● Things to do
**1)** Rewrite the LearnWeak text starting at "What is new" and ending at "autonomous trajectory baselines.", renaming "student-aware loop" to "weakness-driven loop".
**2)** According to the LearnWeak text, what average gain did the method produce over EvoCUA-8B?

The core claim is that small computer-use agents improve more when data synthesis and training focus on their specific failures rather than generic trajectories. LearnWeak uses a stronger reference agent to spot those failures in a target domain, generates tasks around them, and trains with a loss that separates planning from execution errors. This beats naive synthesis, which the authors say gives only marginal lifts.

What is new is the explicit student-aware loop: the reference identifies weaknesses, the data is built from that, and the objective is split by error type. The paper shows this combination produces average gains of 11.6 points over EvoCUA-8B and 11.1 over OpenCUA-7B across eight OSWorld domains, and it outperforms other autonomous trajectory baselines.

The empirical numbers are the strongest part. They give a concrete before-and-after on a standard benchmark and include a direct comparison to the naive approach the authors criticize.

The soft spot is the dependence on the reference agent correctly surfacing the student's real failure modes without systematic misses or its own biases. The abstract gives no audit of the identified weaknesses, no human check on the synthesized tasks, and no ablation on reference quality. If that step is noisy, the claimed advantage over plain data generation shrinks. The stress-test note flags exactly this, and nothing in the provided abstract contradicts it.

● Provided data
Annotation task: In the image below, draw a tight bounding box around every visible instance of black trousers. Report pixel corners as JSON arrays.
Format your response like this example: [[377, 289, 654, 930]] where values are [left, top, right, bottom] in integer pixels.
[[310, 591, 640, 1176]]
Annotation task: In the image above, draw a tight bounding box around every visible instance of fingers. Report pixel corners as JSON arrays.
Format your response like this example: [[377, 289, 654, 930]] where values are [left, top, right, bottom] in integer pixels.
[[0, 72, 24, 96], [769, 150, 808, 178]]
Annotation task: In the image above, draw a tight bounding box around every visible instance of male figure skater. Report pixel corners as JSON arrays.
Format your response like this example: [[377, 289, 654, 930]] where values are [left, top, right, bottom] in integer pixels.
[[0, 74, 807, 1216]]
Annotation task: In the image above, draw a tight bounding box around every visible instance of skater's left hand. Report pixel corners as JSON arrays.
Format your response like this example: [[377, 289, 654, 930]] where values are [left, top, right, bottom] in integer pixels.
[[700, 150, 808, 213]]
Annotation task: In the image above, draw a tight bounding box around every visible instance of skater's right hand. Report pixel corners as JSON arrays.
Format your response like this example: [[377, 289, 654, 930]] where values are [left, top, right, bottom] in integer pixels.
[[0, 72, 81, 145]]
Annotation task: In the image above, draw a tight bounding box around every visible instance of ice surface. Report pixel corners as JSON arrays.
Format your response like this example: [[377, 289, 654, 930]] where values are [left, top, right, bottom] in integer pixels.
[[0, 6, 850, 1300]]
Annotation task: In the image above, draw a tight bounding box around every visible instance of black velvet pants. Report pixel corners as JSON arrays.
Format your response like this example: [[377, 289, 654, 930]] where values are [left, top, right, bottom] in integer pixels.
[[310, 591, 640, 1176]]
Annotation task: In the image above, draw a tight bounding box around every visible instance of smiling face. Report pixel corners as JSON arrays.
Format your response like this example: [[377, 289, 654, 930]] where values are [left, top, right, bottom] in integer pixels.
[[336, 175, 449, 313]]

● Your written answers
**1)**
What is new is the explicit weakness-driven loop: the reference identifies weaknesses, the data is built from that, and the objective is split by error type. The paper shows this combination produces average gains of 11.6 points over EvoCUA-8B and 11.1 over OpenCUA-7B across eight OSWorld domains, and it outperforms other autonomous trajectory baselines.

**2)** 11.6 points across eight OSWorld domains.